PROVIDED PASSAGE
------------------------

We are pleased to present an interview with Michael Harris. Having caught the eye with the Stradivarius Million Series Photo and a real delight with his photos on social media, Michael is looking for a way into racecourse photography…..
Can you tell us a little about yourself please?
I was born in Warwickshire, I am one of five children. My school years were spent at schools in Birmingham and Coventry. I moved to London in my twenties. I was married for 17 years but am divorced now sadly. I have one daughter, Amelia, who is 21 next week. I run my own window cleaning business in Central London.
My spare time is spent trying to improve my photography skills and spending time with my dogs. I live near Epping Forest so spend plenty of time out with the dogs which I really enjoy.
What was your first racing memory??
My first racing memory is sitting in the front room with my Grandad (George) as he was selecting his horses from the Daily Mirror and then watching the racing with him in the afternoon and cheering on his selections. If he won a few quid he used to take me down the shop to treat me to a comic and some sweets (usually a sherbet fountain).
Can you remember the first meeting you went to?
The first meeting I think I went to was at Wolverhampton and I was helping a bookmaker friend of my Mum’s. I seem to remember Sabin Du Loir winning impressively that day. Up until this day I just used to watch racing on the telly.
When did you first get into photography?
I went to Newbury to see Frankel in the Lockinge. As he was being led in I rushed across to the walkway and took a photo of him on my little Sony Ericsson phone and tweeted it. It was retweeted quite a few times and I thought “This is fun.” For about the next year I was chasing around racecourses pointing my phone at horses and taking photos, until I soon decided to buy myself a little compact camera.
I progressed to an SLR a few years ago. It gives me a lot of enjoyment going racing, taking some photos of the day, and then coming home in the evening and seeing what I have. I just wish that I had discovered this pastime when I was younger.
What was the first meeting you took pictures at?
I can’t really remember that, to be honest, but I do remember that during Kingman’s 3 year old campaign I had progressed to an SLR and was trying to improve.
Your photos are very distinctive, why is that?
Since I have become more confident in my ability to capture racing moments and my understanding of the settings on the camera, I fully believe that the accuracy of those settings will determine the quality of the image. I don’t think that there is any right or wrong settings for any particular photo, but getting an optimum equilibrium that will take into account light and movement will dictate the quality of the photo.
Once you get that right, and it is not going to happen with every photo, then you are in a position to enhance that photo with post image editing. Good photos can be improved. Bad photos cannot be made good. It is my objective to consistently produce good photos, and the more I practice and the harder I work at doing that, the better I will become. I work extremely hard at improving, reading about and observing other photographers that are at a level above me.
You had a photo used for the million horse race, how did that come about?
this was the Frankie and Stradivarius photo after they won the Lonsdale Cup at York last season. I was accredited for this meeting and was able to take this shot soon after the race. I am usually restricted to the public enclosures to take my photos, so it was good to be able to have the chance to have some better access.

------------------------

DIRECTIVE
In the interview with Michael Harris, what phone did he use to photograph Frankel at Newbury?

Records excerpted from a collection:
------------------------

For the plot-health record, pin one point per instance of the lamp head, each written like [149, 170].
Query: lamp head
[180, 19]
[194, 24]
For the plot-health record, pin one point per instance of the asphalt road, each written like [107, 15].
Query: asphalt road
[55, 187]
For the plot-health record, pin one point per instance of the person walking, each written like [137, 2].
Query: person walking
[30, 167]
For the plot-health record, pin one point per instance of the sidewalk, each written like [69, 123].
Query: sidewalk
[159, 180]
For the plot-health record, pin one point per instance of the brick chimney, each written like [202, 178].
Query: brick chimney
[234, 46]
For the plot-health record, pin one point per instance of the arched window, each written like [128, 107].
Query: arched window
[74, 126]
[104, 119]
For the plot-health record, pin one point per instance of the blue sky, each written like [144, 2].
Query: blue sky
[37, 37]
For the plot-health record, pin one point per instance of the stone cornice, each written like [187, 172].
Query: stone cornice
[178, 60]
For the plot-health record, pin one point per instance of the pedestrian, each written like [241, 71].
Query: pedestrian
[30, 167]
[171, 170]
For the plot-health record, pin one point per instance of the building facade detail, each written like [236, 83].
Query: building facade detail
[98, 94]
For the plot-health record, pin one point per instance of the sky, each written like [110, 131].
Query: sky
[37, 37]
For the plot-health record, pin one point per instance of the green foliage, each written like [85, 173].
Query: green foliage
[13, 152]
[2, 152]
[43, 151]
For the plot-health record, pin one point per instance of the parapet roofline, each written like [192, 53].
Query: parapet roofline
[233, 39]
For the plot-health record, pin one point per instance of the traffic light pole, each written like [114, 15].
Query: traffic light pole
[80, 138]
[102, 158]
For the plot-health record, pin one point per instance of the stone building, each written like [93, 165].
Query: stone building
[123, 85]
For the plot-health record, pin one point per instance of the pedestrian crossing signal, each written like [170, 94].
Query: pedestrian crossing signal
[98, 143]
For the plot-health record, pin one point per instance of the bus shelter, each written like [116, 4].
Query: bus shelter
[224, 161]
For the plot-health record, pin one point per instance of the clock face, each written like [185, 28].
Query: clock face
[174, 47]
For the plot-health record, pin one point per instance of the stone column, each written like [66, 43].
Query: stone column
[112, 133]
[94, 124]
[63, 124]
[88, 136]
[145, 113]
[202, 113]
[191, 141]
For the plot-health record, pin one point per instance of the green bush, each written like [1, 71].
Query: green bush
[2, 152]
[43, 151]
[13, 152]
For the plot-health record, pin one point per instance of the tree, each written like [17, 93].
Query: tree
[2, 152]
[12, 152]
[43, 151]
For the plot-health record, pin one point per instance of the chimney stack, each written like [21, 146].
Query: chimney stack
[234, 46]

------------------------

COMPLETE ANSWER
A little Sony Ericsson phone.